Work request — Without including any pictures, copy every line below exactly.

Data supplied —
=== Begin Enclosure ===

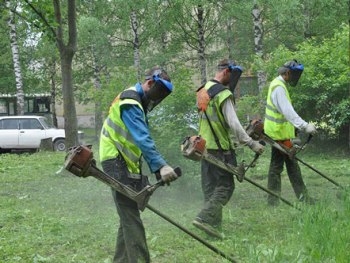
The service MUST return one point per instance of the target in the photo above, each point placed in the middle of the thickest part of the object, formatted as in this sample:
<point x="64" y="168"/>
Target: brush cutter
<point x="256" y="131"/>
<point x="193" y="148"/>
<point x="79" y="161"/>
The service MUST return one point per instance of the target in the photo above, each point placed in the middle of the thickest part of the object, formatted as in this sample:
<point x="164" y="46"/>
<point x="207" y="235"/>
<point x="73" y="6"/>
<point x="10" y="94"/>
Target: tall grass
<point x="56" y="217"/>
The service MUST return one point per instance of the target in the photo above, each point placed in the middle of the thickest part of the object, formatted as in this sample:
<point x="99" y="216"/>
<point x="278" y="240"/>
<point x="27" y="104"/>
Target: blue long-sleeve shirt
<point x="133" y="118"/>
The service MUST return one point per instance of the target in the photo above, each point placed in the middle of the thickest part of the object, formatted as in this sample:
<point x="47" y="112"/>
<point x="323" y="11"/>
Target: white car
<point x="26" y="132"/>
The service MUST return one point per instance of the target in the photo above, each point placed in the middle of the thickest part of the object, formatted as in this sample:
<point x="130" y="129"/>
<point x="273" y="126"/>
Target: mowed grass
<point x="47" y="216"/>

=== End Enclosure ===

Solution to this exercise —
The service MUST return one point per instance of the target in the photo above, each point placed in the middle of the thickest part of the object, formatted as in this sample:
<point x="64" y="168"/>
Target: brush cutter
<point x="256" y="131"/>
<point x="193" y="148"/>
<point x="79" y="161"/>
The service MUST return one point per instance of the target in the photo above, each point placed in the middle of the thickest part of the object, formatted as in this sample:
<point x="164" y="46"/>
<point x="207" y="235"/>
<point x="73" y="6"/>
<point x="10" y="94"/>
Target: tall grass
<point x="56" y="217"/>
The service MUST return one point per instance of the target in the photo above, each point placed in the middle of the thickest part of the object, formatted as in this sample:
<point x="99" y="216"/>
<point x="278" y="240"/>
<point x="27" y="104"/>
Target: blue long-sleeve shirt
<point x="133" y="118"/>
The service MUST return one point per instance of the target in the photo above, each point placed in the middle of the thickest part of the object, formatted as in this sample:
<point x="47" y="112"/>
<point x="323" y="11"/>
Target: white car
<point x="26" y="132"/>
The service MUST return one point per instance of the target in the photo above, each point placed in the middle of the thickest part of the object, formatted as in this sample:
<point x="130" y="129"/>
<point x="273" y="126"/>
Target: mowed grass
<point x="47" y="216"/>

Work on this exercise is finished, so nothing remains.